### WRITTEN INSTRUCTION
Reproduce all of the entries with every "Pointing rules" swapped for "Marking rules" and nothing else changed. Omit the pictures.

### EXTRACTED INFORMATION
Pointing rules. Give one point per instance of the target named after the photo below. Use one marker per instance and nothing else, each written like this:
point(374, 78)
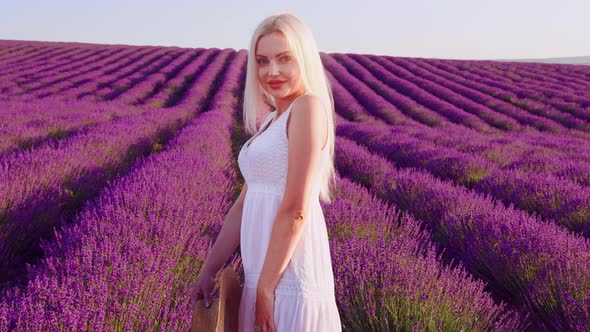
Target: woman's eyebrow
point(262, 56)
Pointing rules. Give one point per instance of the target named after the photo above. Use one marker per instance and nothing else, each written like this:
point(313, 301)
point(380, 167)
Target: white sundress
point(305, 295)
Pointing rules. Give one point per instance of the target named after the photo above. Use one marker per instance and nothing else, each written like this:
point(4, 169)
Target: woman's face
point(276, 62)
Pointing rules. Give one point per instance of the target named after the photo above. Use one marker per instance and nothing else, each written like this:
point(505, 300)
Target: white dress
point(305, 295)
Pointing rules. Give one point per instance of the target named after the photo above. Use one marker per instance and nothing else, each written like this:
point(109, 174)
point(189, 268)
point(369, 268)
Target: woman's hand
point(203, 289)
point(265, 303)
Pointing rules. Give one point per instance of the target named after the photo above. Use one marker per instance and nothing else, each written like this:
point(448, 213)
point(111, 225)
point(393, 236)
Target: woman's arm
point(229, 237)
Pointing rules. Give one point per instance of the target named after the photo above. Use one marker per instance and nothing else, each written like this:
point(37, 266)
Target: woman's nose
point(274, 68)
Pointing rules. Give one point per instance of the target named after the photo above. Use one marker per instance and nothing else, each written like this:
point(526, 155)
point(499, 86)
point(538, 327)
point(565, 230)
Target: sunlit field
point(463, 200)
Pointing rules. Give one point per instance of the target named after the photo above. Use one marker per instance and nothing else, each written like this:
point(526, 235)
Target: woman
point(288, 167)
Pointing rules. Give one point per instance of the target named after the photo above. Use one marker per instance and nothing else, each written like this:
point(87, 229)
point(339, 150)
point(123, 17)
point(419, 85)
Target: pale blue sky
point(456, 29)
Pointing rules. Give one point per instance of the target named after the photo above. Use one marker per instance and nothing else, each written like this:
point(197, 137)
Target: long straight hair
point(314, 77)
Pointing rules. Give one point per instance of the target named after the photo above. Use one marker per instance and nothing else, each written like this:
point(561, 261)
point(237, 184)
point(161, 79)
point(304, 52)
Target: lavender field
point(463, 201)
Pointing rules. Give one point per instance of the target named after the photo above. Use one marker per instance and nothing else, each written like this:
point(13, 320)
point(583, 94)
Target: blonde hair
point(314, 77)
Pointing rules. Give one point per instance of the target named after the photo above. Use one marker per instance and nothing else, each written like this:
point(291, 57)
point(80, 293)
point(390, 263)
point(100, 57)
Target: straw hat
point(222, 315)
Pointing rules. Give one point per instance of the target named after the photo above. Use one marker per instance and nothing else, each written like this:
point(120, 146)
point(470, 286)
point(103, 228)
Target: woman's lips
point(276, 85)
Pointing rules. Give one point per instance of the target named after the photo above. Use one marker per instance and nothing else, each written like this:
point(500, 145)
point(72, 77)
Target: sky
point(446, 29)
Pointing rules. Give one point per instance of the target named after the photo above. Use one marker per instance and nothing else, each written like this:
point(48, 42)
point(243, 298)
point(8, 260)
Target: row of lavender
point(407, 98)
point(47, 184)
point(534, 264)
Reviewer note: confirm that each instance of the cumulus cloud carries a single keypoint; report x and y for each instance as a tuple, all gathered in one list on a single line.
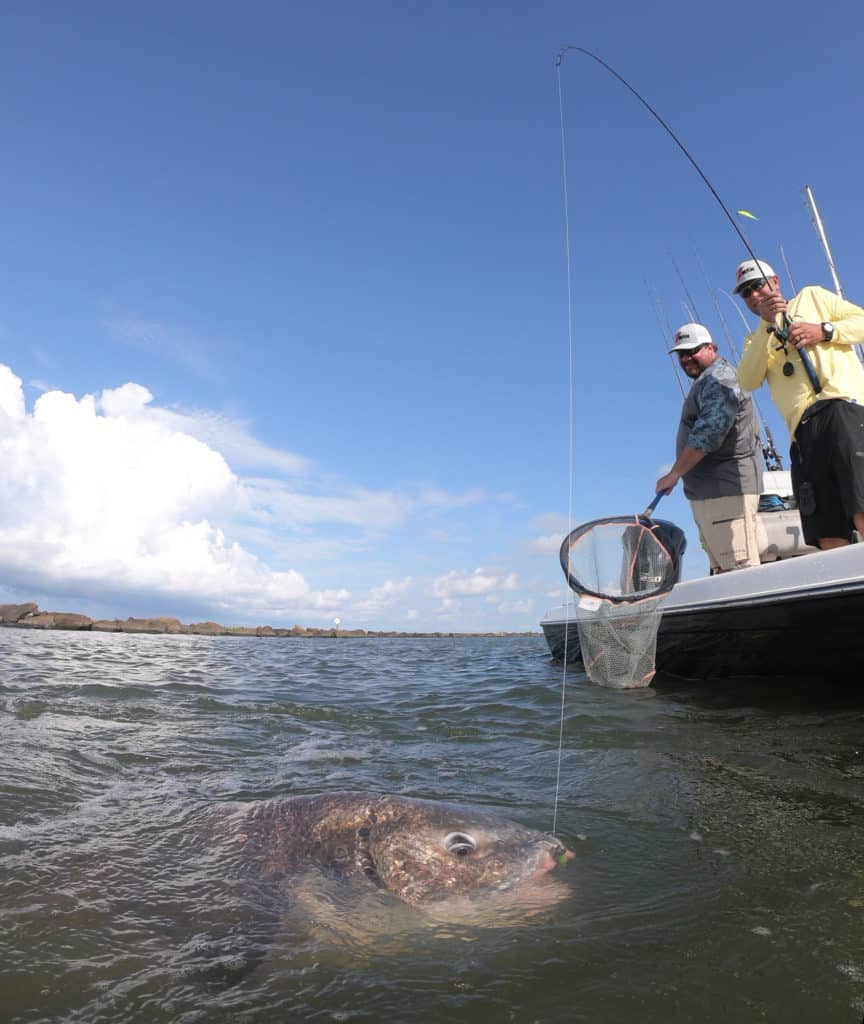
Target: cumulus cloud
[(113, 498), (94, 491), (229, 437)]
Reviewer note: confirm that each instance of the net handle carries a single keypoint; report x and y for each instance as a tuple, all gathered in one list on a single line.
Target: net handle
[(653, 505)]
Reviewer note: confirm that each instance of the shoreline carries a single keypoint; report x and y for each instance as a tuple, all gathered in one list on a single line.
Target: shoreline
[(29, 616)]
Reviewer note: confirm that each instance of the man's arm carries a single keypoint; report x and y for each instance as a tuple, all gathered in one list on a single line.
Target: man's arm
[(753, 365), (719, 407), (683, 464)]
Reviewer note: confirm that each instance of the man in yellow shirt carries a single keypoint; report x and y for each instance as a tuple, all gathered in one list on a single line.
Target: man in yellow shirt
[(826, 428)]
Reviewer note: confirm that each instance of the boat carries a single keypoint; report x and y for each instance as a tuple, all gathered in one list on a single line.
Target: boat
[(797, 613)]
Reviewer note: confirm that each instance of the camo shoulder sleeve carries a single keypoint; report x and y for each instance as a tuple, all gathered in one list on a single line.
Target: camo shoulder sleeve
[(717, 399)]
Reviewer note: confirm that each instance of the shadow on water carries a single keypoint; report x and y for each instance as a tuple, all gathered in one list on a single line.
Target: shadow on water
[(778, 693)]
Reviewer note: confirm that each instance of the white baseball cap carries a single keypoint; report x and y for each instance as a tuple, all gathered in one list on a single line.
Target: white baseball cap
[(752, 269), (691, 336)]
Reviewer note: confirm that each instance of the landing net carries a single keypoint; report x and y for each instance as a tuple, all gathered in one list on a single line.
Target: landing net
[(621, 569)]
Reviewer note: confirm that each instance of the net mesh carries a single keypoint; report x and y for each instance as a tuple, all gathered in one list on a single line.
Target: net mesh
[(619, 642), (621, 569)]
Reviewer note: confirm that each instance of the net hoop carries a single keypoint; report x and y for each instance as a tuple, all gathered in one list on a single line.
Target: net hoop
[(668, 538)]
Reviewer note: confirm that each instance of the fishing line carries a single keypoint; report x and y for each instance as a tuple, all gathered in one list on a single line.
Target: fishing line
[(781, 326), (569, 446)]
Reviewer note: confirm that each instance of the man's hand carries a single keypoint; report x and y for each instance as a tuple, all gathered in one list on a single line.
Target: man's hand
[(666, 483), (806, 334), (769, 304)]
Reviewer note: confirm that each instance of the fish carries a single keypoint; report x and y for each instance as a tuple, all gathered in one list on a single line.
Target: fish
[(363, 869), (421, 852)]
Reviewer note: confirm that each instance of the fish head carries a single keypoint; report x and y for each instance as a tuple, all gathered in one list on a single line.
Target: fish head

### COMPLETE RESPONSE
Marking rules. Give one point per instance of the target named after the photo below. Use one marker per instance and nothing else, each written like this:
point(374, 78)
Target: woman's eyebrow
point(262, 56)
Marking rules. Give one point per instance of the target named after the photo above. Use one marker per instance and nothing else, each written like this:
point(313, 301)
point(380, 167)
Target: white sundress
point(305, 295)
Marking rules. Give one point per instance of the target named after the photo above. Use one marker per instance and nothing else, each written like this:
point(4, 169)
Target: woman's face
point(276, 62)
Marking rules. Give one point per instance of the target named after the photo above. Use one marker per instance and nothing else, each written like this:
point(505, 300)
Target: white dress
point(305, 295)
Marking rules. Give one point per instance of the target named after the photo above. Use one marker per instance and nothing else, each written like this:
point(109, 174)
point(189, 268)
point(369, 268)
Target: woman's hand
point(203, 289)
point(265, 303)
Marking rules. Give one point per instance of the target named after the photo above. Use one marker per instance and nothing else, each written like this:
point(448, 213)
point(111, 225)
point(393, 236)
Target: woman's arm
point(229, 237)
Marking rules. Give one point per instance of the target named after the photo above. Use one marker per instance and nothing else, each written like this:
point(37, 266)
Target: woman's nose
point(274, 68)
Marking rules. Give one point per instance of the target named after the photo above. Use one marker per instance and nothing else, each written like this:
point(526, 155)
point(499, 86)
point(538, 327)
point(565, 230)
Target: sunlit field
point(463, 200)
Marking rules. Give one point per instance of the target named after the photo above. Use one marker per instance and nothing else, each written like this:
point(526, 235)
Target: woman
point(288, 167)
Marking rules. Give one point per instance of the target named after the photo above. Use one marker per instance and nothing else, each written like this:
point(87, 229)
point(339, 150)
point(123, 17)
point(419, 85)
Target: pale blue sky
point(456, 29)
Marking rules. Give one point per instance of the target named after the photo above. Use one marker per instance and nothing else, each written like this:
point(197, 137)
Target: long straight hair
point(314, 77)
Marking rules. Give one point per instance of the target named after the photo above. Use one marker per instance and nothing else, each written like this:
point(561, 261)
point(237, 184)
point(161, 79)
point(304, 52)
Target: lavender field
point(463, 201)
Marking rules. Give one point per instance of the target named after the photo above. Use one marker per instance and nothing else, each written like this:
point(13, 320)
point(583, 94)
Target: blonde hair
point(314, 77)
Marking rules. Give one point per instance of the target named after the photo above. Use one marker per instance and nothing else, each written like this:
point(291, 57)
point(80, 293)
point(390, 263)
point(100, 57)
Target: straw hat
point(222, 315)
Marking rules. Give one point per instance of the target named after the photo above. Use one marker per instance and nothing else, each written like this:
point(120, 146)
point(470, 286)
point(103, 228)
Target: woman's lips
point(276, 85)
Marking rules. Give one point per instance of the target named after the photo above. Use one marker per instance and nothing else, each written like this:
point(500, 145)
point(72, 77)
Target: sky
point(446, 29)
Marking rules. Give one point per instance of the target named after the photo above. Use one marker per instance and nothing else, each written like this:
point(48, 42)
point(243, 298)
point(8, 260)
Target: row of lavender
point(407, 98)
point(47, 184)
point(534, 264)
Reviewer note: confirm that each instance of the cumulus cloud carries a single keypoint; report x and y for each instance as a tuple, all gathered in one list on a single line.
Target: cumulus cloud
[(113, 498), (94, 491), (229, 437)]
Reviewer note: confirm that each instance of the net handle carries a single keypoint; report x and y for each instance as a tuple, all gathered in one list on a single line.
Target: net handle
[(653, 505)]
Reviewer note: confirm that each instance of the shoreline carries a single keypoint; report x and y for each instance as a tuple, all gathered in one list on a single line.
Target: shoreline
[(29, 616)]
Reviewer note: confirm that each instance of the man's arm carries a single keypoint; report x and y for each instance as a tuple, all gathered in one list on a single line.
Target: man's arm
[(753, 365), (719, 407), (683, 464)]
Reviewer note: confirm that each instance of the man in yellow shirt carries a single keypoint; report x and y for each instance as a tuple, all gathered in one list on a single line.
Target: man in yellow shirt
[(826, 428)]
Reviewer note: confirm that each instance of the boat carries a single keypoint; report x and y for each instance as a tuple, all gathered in one list on a single line.
Target: boat
[(797, 613)]
Reviewer note: confirm that each instance of the camo shoulder sleeve carries a single keypoint; report x and y for each instance as a tuple, all gathered in one list on a single line.
Target: camo shoulder sleeve
[(717, 399)]
Reviewer note: confirm that each instance of the shadow on water carries a single keypoint; report x and y for each instance as a tuple, all gathered in one list on a single line.
Target: shadow on water
[(778, 693)]
Reviewer note: confirm that each instance of the white baseball cap carries a single keypoint; report x and y for each instance as a tuple, all gathered in one list on a single line.
Target: white baseball cap
[(752, 269), (691, 336)]
Reviewer note: confirm that each instance of the landing net carries a single keypoint; report x and y for each instance as a tuple, all gathered in one list on a single line.
Target: landing net
[(621, 569)]
Reviewer note: confirm that each instance of the net mesh carries a single keypoint; report x and y for each instance as a tuple, all gathered in one list on a single line.
Target: net mesh
[(619, 642), (621, 569)]
Reviewer note: confirm that each instance of the net hoop carries a single keypoint; report x and y for each instance as a tuple, all gathered in one list on a single line.
Target: net hoop
[(668, 538)]
Reviewer note: confirm that each instance of the fishing line carries a single keypoint; report x and y for each instance as a tuple, all gathered in one list on a single line.
Target: fishing line
[(781, 326), (569, 446)]
Reviewer note: confirm that each instance of the man's hand carries a single keypoint; report x and y for each instance as a tuple, all gathered in one list on a single line.
Target: man's hand
[(666, 483), (806, 334), (769, 304)]
Reviewer note: confirm that each instance of the fish carries a single keypoint; report x and y for each instance as a tuple, all gathered in one list on a single line.
Target: fish
[(363, 869), (421, 852)]
Reviewer note: confirm that each instance of the fish head carries a single keypoint; report x and y for each instance as a tuple, all gathered in one list on a single line.
Target: fish head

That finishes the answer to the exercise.